WHAT IS NEEDED:
How many lines in the rows below contain the string "draw"? Reply with the number only.

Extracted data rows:
☆ ☆ ☆ ☆ ☆

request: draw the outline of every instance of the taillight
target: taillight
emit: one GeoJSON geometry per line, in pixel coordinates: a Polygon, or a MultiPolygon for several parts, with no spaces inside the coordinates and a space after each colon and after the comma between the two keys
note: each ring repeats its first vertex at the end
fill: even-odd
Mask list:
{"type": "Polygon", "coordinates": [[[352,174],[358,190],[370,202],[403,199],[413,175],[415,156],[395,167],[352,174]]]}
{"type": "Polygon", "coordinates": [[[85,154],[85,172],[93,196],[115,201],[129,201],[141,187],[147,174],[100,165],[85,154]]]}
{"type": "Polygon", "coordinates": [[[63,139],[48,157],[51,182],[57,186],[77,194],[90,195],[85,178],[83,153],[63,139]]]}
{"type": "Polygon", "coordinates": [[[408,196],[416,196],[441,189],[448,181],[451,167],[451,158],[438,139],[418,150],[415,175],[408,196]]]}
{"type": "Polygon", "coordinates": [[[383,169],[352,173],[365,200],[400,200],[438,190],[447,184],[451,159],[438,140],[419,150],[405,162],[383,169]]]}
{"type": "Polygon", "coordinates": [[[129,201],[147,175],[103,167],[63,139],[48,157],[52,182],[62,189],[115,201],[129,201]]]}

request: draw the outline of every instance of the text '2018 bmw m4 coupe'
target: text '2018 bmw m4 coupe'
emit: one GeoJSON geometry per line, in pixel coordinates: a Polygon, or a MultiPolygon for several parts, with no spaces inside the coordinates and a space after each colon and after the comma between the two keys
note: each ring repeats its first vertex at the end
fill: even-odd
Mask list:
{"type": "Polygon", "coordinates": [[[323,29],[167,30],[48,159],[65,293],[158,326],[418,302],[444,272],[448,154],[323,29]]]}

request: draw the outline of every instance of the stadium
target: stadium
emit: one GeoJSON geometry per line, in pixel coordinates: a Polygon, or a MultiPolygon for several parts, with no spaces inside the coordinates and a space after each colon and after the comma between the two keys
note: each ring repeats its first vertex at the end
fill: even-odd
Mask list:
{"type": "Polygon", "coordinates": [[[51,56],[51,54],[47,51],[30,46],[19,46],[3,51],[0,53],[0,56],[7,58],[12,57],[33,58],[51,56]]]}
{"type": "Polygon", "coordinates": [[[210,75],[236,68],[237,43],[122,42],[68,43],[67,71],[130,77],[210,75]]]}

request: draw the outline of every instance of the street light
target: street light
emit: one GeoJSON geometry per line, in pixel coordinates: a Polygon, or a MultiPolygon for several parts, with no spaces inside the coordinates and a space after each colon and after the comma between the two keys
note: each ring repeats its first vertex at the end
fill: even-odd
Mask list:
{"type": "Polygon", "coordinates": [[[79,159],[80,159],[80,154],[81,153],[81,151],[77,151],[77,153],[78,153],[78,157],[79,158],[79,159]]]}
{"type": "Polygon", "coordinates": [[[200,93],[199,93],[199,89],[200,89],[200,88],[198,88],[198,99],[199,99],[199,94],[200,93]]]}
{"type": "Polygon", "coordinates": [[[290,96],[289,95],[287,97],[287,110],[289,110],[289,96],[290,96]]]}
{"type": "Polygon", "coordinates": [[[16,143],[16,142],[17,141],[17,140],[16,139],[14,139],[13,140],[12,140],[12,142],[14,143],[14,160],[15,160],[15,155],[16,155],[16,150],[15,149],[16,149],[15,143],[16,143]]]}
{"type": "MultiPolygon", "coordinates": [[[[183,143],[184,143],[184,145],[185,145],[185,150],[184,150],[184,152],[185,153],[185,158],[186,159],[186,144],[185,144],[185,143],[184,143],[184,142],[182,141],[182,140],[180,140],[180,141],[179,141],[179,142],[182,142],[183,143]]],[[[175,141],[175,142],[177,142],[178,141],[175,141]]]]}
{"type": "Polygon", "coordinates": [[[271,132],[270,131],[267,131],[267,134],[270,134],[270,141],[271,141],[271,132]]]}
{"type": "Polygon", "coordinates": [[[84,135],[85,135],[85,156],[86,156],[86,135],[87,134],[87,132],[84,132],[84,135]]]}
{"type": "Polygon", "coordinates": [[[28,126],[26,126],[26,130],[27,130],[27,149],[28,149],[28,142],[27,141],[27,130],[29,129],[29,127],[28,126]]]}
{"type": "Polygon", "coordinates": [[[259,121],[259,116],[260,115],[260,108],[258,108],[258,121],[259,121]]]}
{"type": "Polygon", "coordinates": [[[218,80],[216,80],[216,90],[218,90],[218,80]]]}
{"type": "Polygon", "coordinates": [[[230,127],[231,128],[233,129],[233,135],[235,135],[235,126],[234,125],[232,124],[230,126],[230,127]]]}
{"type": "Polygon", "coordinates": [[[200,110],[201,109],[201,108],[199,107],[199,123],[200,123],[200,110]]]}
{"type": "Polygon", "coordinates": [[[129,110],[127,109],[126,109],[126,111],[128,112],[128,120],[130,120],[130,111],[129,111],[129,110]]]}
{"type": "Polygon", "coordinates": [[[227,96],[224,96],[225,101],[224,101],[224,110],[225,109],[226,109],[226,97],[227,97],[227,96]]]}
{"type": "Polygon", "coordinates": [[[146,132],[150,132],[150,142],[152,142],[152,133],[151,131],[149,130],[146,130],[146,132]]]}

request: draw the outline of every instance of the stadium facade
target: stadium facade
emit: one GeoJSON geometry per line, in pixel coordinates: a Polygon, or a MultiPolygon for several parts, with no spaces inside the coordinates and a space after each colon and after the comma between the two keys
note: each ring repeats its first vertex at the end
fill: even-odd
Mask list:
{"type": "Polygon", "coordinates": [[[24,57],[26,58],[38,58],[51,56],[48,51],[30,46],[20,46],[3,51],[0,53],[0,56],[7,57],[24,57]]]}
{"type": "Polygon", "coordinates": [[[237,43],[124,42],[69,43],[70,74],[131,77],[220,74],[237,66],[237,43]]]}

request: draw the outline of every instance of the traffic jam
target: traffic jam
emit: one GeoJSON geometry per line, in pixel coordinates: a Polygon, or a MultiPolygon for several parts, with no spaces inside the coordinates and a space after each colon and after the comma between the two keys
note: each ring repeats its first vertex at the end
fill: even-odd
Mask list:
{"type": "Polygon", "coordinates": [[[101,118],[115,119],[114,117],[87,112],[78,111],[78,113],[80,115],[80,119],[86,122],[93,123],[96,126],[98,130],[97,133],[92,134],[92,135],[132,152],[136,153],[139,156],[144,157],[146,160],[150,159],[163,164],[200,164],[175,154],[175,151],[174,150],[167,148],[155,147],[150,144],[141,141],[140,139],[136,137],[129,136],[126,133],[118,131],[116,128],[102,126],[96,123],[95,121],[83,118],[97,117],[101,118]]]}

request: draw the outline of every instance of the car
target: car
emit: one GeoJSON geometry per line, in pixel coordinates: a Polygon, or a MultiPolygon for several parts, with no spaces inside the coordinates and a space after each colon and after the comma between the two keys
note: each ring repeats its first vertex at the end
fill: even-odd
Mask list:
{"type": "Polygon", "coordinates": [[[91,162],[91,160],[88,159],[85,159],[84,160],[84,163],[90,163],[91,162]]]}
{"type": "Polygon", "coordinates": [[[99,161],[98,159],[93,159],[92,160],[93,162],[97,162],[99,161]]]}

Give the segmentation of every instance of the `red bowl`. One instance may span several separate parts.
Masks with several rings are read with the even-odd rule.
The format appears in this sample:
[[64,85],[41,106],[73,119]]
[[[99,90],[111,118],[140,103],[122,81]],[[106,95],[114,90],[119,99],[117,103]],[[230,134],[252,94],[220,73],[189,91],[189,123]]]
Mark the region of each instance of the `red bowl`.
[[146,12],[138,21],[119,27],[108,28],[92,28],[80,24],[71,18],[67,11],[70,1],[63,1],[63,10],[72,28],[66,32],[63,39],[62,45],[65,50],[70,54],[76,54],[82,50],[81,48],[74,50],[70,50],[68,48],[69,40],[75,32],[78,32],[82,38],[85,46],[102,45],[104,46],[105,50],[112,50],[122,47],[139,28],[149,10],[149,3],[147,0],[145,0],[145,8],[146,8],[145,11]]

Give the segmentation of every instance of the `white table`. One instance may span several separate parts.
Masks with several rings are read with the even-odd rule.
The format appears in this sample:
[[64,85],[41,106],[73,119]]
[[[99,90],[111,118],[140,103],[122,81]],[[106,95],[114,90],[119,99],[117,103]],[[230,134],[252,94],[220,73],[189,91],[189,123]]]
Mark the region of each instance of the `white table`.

☆ ☆ ☆ ☆ ☆

FINAL RESULT:
7